* **Document section**

Makes sense, and we do have callers passing GFP_ATOMIC with gfp_mask.
However, in this case when we fail to send the request to ibacm,
we then fallback to sending it to the SA with gfp_mask. So, the
request will eventually go out with GFP_ATOMIC to SA. From the
caller perspective the request will not fail due to memory pressure.
-------
send_mad(...gfp_mask)
- send to ibacm with GFP_NOWAIT
- If fails, send to SA with gfp_mask
-------
So, using GFP_NOWAIT may not cause trouble here.
The other option might be to use GFP_NOWAIT conditionally ie
(only use GFP_NOWAIT when GFP_ATOMIC is not specified in gfp_mask else
use GFP_ATOMIC). Eventual goal being to not have a blocking memory allocation.
Your thoughts?
Really appreciate your feedback. Thanks!
Regards,
Divya
>
> Thanks
>
>>>> + if (!ret) {
>>> Please use kernel coding style.

* **Supplied material**
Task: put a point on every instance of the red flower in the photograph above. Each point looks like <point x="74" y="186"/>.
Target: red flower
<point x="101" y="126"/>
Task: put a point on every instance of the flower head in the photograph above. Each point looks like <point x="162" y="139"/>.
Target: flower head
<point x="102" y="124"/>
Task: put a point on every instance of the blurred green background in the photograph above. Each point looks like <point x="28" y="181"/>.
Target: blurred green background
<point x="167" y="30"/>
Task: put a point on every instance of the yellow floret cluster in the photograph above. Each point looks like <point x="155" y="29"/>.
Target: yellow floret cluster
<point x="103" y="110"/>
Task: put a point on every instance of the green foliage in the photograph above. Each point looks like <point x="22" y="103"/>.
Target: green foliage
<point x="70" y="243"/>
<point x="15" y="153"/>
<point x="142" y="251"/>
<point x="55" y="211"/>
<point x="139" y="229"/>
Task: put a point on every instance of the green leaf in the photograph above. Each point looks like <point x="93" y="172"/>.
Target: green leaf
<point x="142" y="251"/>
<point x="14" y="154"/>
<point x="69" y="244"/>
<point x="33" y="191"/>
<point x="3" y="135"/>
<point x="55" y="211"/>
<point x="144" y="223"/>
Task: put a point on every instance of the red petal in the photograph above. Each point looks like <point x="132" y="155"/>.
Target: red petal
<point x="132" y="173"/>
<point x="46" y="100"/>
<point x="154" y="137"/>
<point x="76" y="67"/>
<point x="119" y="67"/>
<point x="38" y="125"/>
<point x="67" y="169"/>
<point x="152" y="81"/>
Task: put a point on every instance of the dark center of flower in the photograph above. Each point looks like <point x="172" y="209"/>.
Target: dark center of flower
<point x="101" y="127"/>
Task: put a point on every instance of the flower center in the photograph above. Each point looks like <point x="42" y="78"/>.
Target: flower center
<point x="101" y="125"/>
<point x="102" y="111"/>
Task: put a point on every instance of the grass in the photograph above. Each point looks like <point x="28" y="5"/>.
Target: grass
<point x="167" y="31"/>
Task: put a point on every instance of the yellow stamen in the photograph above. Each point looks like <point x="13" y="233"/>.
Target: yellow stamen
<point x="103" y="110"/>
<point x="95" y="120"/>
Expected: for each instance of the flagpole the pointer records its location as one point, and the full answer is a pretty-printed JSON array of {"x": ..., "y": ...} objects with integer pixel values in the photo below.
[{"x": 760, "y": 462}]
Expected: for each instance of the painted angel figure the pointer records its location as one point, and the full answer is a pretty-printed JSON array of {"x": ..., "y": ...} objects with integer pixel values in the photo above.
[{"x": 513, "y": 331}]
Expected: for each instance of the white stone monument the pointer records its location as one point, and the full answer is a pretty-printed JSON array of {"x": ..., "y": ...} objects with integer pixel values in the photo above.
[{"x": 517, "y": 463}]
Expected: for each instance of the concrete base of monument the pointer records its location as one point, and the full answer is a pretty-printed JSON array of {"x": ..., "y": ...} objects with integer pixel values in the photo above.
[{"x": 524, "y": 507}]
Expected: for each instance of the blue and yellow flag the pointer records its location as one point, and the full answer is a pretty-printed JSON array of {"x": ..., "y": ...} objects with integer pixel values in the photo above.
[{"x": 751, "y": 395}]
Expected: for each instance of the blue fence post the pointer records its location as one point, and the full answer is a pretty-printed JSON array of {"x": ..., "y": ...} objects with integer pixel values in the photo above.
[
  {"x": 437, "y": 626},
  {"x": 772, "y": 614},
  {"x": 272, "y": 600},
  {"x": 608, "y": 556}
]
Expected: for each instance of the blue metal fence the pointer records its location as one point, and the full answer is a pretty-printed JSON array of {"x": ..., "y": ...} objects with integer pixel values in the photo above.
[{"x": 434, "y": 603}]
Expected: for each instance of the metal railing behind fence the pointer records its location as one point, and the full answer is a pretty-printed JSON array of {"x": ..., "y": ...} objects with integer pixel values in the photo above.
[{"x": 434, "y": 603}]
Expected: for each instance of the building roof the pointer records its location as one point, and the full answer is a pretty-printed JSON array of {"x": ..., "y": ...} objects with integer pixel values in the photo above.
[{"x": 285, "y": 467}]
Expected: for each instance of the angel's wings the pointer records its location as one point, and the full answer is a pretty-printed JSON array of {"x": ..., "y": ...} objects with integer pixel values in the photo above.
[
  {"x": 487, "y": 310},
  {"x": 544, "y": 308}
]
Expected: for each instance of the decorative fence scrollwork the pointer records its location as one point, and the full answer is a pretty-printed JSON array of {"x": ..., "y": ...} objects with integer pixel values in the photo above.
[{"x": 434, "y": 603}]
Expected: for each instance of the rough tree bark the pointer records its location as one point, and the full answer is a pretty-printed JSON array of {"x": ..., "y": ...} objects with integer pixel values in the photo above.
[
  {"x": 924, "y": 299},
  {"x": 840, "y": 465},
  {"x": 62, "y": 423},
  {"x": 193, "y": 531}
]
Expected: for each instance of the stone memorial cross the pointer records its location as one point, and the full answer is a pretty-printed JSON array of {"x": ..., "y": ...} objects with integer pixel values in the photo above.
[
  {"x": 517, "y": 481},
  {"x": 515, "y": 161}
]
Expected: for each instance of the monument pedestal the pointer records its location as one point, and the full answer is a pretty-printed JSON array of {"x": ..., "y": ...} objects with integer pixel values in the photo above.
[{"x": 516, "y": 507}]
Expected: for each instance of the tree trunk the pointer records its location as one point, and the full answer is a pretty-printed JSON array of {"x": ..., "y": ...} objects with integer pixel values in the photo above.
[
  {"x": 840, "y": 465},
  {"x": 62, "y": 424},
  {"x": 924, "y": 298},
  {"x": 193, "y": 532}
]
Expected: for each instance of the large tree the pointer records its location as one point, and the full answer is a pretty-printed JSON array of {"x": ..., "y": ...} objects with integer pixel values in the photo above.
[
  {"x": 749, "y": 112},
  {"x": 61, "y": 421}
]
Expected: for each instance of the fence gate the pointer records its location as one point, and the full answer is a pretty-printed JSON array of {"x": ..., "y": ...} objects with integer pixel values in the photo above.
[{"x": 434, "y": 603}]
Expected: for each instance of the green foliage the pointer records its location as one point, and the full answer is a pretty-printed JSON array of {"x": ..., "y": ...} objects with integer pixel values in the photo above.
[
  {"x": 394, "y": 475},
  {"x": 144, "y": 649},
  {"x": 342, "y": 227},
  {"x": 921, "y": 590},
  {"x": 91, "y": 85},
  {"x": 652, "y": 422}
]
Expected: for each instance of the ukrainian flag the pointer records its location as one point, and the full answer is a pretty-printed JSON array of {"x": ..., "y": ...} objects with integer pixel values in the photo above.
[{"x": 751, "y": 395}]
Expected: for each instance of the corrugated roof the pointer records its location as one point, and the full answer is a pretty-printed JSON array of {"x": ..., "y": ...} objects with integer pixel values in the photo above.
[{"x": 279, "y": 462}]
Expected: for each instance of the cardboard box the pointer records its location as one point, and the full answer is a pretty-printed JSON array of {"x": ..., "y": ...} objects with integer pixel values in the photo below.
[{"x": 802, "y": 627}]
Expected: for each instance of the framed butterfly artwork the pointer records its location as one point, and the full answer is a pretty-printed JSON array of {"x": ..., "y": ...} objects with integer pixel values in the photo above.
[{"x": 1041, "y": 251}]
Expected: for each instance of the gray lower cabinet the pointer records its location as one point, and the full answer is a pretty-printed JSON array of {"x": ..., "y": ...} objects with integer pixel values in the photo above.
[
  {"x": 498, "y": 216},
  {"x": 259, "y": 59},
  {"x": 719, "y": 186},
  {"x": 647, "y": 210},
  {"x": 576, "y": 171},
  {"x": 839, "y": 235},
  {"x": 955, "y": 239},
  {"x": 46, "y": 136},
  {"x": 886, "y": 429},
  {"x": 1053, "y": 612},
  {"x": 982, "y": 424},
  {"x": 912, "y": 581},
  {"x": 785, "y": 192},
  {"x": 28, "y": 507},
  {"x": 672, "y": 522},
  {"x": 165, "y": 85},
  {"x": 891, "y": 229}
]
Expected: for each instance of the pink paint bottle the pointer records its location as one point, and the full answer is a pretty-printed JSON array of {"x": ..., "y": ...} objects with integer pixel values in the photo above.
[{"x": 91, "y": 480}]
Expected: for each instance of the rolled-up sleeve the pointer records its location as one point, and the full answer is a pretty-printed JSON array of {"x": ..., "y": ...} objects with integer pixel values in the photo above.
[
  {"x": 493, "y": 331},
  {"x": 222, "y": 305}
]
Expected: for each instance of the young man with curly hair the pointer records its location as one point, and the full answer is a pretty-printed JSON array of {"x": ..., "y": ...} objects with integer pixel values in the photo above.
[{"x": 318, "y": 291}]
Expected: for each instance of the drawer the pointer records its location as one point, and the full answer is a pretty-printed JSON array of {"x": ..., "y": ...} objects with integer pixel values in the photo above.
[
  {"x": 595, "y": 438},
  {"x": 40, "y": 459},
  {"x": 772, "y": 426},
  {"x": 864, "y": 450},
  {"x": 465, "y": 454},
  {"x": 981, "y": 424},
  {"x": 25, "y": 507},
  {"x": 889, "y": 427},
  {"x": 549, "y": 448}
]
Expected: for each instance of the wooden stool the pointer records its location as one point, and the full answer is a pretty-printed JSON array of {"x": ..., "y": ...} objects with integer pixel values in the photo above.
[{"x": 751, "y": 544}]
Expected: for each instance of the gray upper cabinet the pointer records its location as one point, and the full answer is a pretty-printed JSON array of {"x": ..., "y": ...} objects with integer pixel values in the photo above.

* **Objective**
In the message about memory allocation flags, where is the request sent if sending it to ibacm fails?

* **Response**
It is sent to the SA with gfp_mask.